-------- Data for this exercise --------
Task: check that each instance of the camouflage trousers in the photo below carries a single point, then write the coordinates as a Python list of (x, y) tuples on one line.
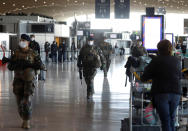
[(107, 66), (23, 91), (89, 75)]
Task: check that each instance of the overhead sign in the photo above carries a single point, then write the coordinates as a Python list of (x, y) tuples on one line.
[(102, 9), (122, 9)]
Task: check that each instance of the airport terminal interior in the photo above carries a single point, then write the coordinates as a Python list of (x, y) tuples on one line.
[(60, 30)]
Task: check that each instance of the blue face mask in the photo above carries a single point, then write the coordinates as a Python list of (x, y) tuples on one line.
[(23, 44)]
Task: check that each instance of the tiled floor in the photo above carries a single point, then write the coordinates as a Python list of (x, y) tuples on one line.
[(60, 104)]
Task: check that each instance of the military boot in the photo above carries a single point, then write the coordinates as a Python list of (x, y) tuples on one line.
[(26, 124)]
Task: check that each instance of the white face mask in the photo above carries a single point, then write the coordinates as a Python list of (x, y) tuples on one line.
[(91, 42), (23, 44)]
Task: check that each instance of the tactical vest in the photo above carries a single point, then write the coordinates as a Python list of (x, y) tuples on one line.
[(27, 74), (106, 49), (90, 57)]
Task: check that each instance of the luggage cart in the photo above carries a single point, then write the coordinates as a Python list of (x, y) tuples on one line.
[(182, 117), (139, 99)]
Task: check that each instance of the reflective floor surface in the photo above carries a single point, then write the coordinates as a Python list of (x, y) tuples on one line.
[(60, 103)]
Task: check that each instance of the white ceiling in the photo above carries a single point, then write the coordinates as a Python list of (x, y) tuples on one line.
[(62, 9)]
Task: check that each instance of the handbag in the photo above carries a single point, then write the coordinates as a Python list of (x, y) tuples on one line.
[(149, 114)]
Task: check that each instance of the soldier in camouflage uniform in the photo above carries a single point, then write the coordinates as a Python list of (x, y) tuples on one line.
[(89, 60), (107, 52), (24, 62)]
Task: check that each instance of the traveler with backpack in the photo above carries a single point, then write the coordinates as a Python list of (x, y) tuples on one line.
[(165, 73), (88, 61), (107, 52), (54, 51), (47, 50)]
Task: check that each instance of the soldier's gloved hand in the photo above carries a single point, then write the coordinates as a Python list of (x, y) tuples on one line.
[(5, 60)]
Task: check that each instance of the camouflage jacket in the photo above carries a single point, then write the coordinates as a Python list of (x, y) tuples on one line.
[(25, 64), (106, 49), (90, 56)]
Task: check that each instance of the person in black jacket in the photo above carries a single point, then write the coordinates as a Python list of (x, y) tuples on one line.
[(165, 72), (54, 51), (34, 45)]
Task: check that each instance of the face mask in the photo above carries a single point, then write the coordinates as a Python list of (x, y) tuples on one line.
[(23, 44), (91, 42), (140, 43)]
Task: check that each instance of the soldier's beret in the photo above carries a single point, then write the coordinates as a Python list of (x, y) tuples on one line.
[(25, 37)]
--------
Task description> Make an exact copy of the records above, with the pictures left out.

In response>
Task: check that each instance of the camouflage trousers in the photo below carries a single point, then write the coordinates as a Python list of (x, y) tuples on one line.
[(107, 66), (23, 91), (89, 75)]
Task: check that each instance of the overhead sign in the photo above carries a single point, then write the coordinates as a Python list of (x, y) tuples on one line.
[(102, 9), (122, 9)]
Task: check that each instance of the airport terminal interior in the photo above carries a single point, then write the coordinates as a Python list of (x, y) tuples on one line.
[(60, 30)]
Task: check that each instance of the blue face mask in the photo above carries a single point, then write the coordinates as a Python list of (x, y) tuples on one line.
[(23, 44)]
Task: check that each instance of the tiled floor in the photo above carries a single point, then write the coordinates as a Python list of (x, y) tuples on one line.
[(60, 104)]
Task: check that each instance of the military boot in the photo above carries a single point, then write the coordinates as a Python list of (x, y) tuples on one line.
[(26, 124)]
Task: check that each instance of the white face mask in the photo above carries a single point, then write the coordinates as a Python list of (x, y) tuples on one line.
[(91, 42), (23, 44)]
Task: check that each instance of the tactical vest in the photo above carries a single point, then write the coordinates as a Python list of (x, y) tuples on one line.
[(27, 74), (106, 49), (90, 57)]
Task: check that each instance of the luggage cart in the photo above carries a single point, then write the coordinates as a Python list of (x, y) tuples on one line.
[(182, 117), (139, 99)]
Task: check that each instance of the reflective floor surface in the photo above carries a single point, then write the coordinates as a Python list of (x, y) tuples on one line.
[(60, 103)]
Task: check that each instance of the white ceiling in the photo above carries a single point, then write the coordinates as a Python list of (x, y) tuples on one line.
[(62, 9)]
Task: check that each instance of the handbag in the photo above carries a single point, then write the coordinates as a Python list of (x, y) tuples on one line.
[(149, 114)]
Task: check that each instance of the soldier in camouflage uniform in the photo above carries a single point, then write the coordinates as a Python list of (x, y) tuples on one line.
[(89, 60), (107, 52), (24, 62)]
Task: check that each instance of the traveler with backpack in the photo above carries a single point, then write the coordinates as a Python list of (x, y) tuples on one line.
[(165, 73), (88, 61), (107, 52), (54, 51), (47, 50)]
Task: check that each instance of the soldier's gloved hand in the photo above carries a single point, then write the coordinates as a Python list of (x, y) tuples on one line.
[(5, 60)]
Task: check that each instance of the camouflage jacket in the photo above carries a single point, then write the coordinates as a Python list of (x, y) tuples on one line.
[(25, 64), (106, 49), (90, 56)]
Task: check that each instance of the person in black jacket in the photo above carries a single point, then write the coordinates as a Python list of (x, y) tuples on one line.
[(165, 72), (54, 51), (34, 45)]
Task: check that each instance of the face mask in the photo above carries a single point, then write the coordinates as a Python list of (x, y) tuples on one line.
[(23, 44), (91, 42), (140, 43)]
Task: check that each instance of the soldier's beret in the photo above carries a single point, then write the coordinates as a Python list of (x, y) tuples on one line.
[(25, 37)]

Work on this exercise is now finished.